Things to do:
A – List every myth stated in the vaccine myths text.
B – Update the passage of the vaccine myths text starting at "Developing vaccines for" and ending at "the United States.", changing every "flu vaccine" to "influenza vaccine".

══ Document text ══

Myth: Now that we have a vaccine for COVID-19, we can make vaccines for the common cold, HIV and other diseases.
The thousands of viruses that cause various diseases are very different. Many change (mutate) year by year, making it difficult to develop one vaccine that works for a long period of time.
Developing vaccines for some disease-causing viruses is tough. For example, the virus that causes HIV can hide and make itself undetectable by the human immune system, which makes creating a vaccine for it extremely difficult.
The common cold can be caused by any one of hundreds of different viruses, so a vaccine for just one of them would not be very effective.
Myth: The flu vaccine protects you against COVID-19.
There is no evidence to support the claim that the flu vaccine protects against coronavirus.
However, it’s still important to get both of these vaccines. In fact, getting your flu vaccine is even more important in 2023. If you fail to get your flu vaccine, you could potentially be infected with coronavirus and the flu at the same time, putting strain on both your health and our health care system.
Myth: We don't get vaccine-preventable diseases in the United States.
Diseases that were once common in the United States, like measles or polio, are now rare or even eliminated completely because generations of people were vaccinated to protect themselves and their communities.
In our globalized world, the potential exposure to vaccine-preventable diseases is only a plane ride away. As the coronavirus pandemic has painfully reminded us, if one country has an outbreak, it’s the world’s concern. In all of human history, smallpox is the only disease to be eradicated from the plant completely.
Failing to get vaccinated can put yourself and your entire community at risk.
Myth: Vaccines are used to microchip people.
The internet can be beneficial for learning more about your health, but it can also be fertile ground for misinformation — particularly during the coronavirus pandemic.
There are some claims that vaccines are or will be used to microchip people so they can be tracked or controlled through 5G cell phone towers. This is not only false, but impossible. Evidence suggests that this conspiracy theory was spread by people seeking to sow disinformation and confusion among Americans.

═══
══ Information supplied ══

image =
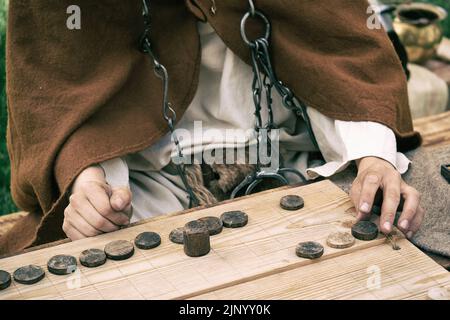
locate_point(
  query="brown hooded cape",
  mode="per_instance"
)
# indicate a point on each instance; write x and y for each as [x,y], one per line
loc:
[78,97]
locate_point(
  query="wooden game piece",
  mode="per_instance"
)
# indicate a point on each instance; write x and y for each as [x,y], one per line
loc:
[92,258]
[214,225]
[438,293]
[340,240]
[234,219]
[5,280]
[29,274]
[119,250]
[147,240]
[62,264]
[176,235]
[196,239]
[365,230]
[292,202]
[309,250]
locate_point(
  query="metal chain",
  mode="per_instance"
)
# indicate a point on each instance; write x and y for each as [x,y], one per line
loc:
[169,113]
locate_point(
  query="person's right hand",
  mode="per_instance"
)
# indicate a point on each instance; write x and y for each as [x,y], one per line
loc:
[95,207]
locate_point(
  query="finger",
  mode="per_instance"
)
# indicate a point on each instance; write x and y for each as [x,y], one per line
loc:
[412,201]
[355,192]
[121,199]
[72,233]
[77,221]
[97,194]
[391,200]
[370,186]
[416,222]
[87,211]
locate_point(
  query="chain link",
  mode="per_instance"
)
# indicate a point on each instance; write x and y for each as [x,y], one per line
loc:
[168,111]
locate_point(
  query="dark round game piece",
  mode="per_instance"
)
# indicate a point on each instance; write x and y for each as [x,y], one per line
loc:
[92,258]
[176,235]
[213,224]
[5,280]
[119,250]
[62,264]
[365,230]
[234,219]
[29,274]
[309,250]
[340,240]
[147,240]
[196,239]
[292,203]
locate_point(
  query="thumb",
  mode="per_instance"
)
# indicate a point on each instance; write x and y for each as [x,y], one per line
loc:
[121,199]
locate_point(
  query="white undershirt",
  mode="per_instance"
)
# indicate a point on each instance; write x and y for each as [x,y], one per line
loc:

═══

Solutions to the problems:
A –
- Now that we have a vaccine for COVID-19, we can make vaccines for the common cold, HIV and other diseases.
- The flu vaccine protects you against COVID-19.
- We don't get vaccine-preventable diseases in the United States.
- Vaccines are used to microchip people.

B –
Developing vaccines for some disease-causing viruses is tough. For example, the virus that causes HIV can hide and make itself undetectable by the human immune system, which makes creating a vaccine for it extremely difficult.
The common cold can be caused by any one of hundreds of different viruses, so a vaccine for just one of them would not be very effective.
Myth: The influenza vaccine protects you against COVID-19.
There is no evidence to support the claim that the influenza vaccine protects against coronavirus.
However, it’s still important to get both of these vaccines. In fact, getting your influenza vaccine is even more important in 2023. If you fail to get your influenza vaccine, you could potentially be infected with coronavirus and the flu at the same time, putting strain on both your health and our health care system.
Myth: We don't get vaccine-preventable diseases in the United States.